STATED EXERCISE: Quote every line of the listing below word for word, and leave the pictures out of your answer.

Data entries

▼▼▼

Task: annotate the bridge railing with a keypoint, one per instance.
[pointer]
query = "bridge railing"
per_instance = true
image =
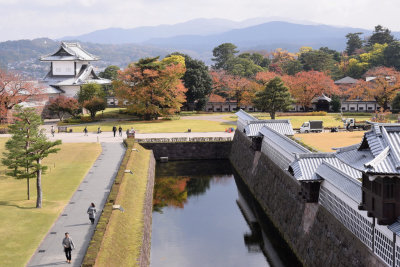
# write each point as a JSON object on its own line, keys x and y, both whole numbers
{"x": 184, "y": 139}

▲▲▲

PROBLEM SOLUTION:
Task: annotate the bridge railing with a keypoint, one per instance.
[pointer]
query = "bridge railing"
per_instance = true
image =
# write each point as a JSON object on its own line, keys x and y, both whole numbers
{"x": 184, "y": 139}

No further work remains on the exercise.